:: Input data ::

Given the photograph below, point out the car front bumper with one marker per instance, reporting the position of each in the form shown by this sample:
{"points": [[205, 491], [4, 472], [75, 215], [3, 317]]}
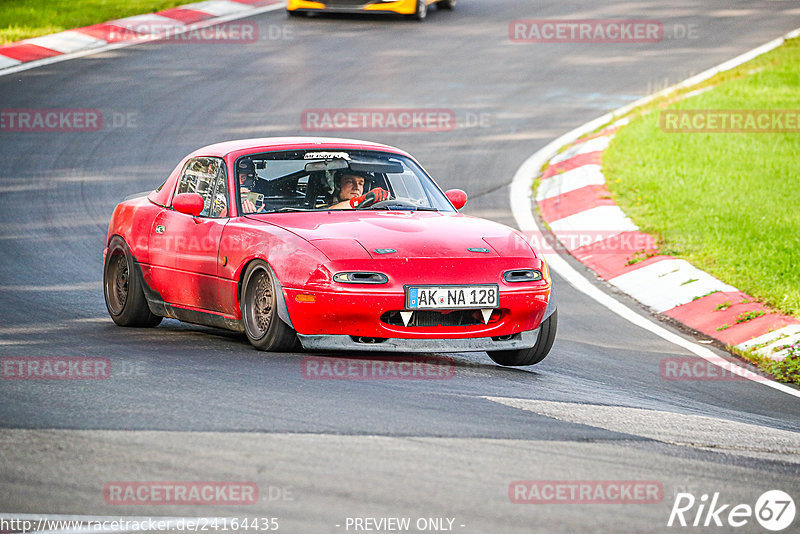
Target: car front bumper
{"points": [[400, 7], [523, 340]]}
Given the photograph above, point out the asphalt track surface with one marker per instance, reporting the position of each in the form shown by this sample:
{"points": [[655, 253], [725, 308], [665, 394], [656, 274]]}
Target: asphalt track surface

:: Problem description ::
Please quote all of the material above word for word, leaving the pictures out.

:: Solved problem ::
Given the photograph below, point out the car front bumper with one marker per instance, reporting the position of each in the form shown by this sample:
{"points": [[205, 491], [4, 472], [75, 215], [3, 317]]}
Target: car front bumper
{"points": [[400, 7], [523, 340]]}
Given the photograph above, point out the asphalt track surface with one marker per instance, reporting the position of each in the form shown by this sample:
{"points": [[655, 253], [725, 308], [665, 394], [656, 274]]}
Target: asphalt track surface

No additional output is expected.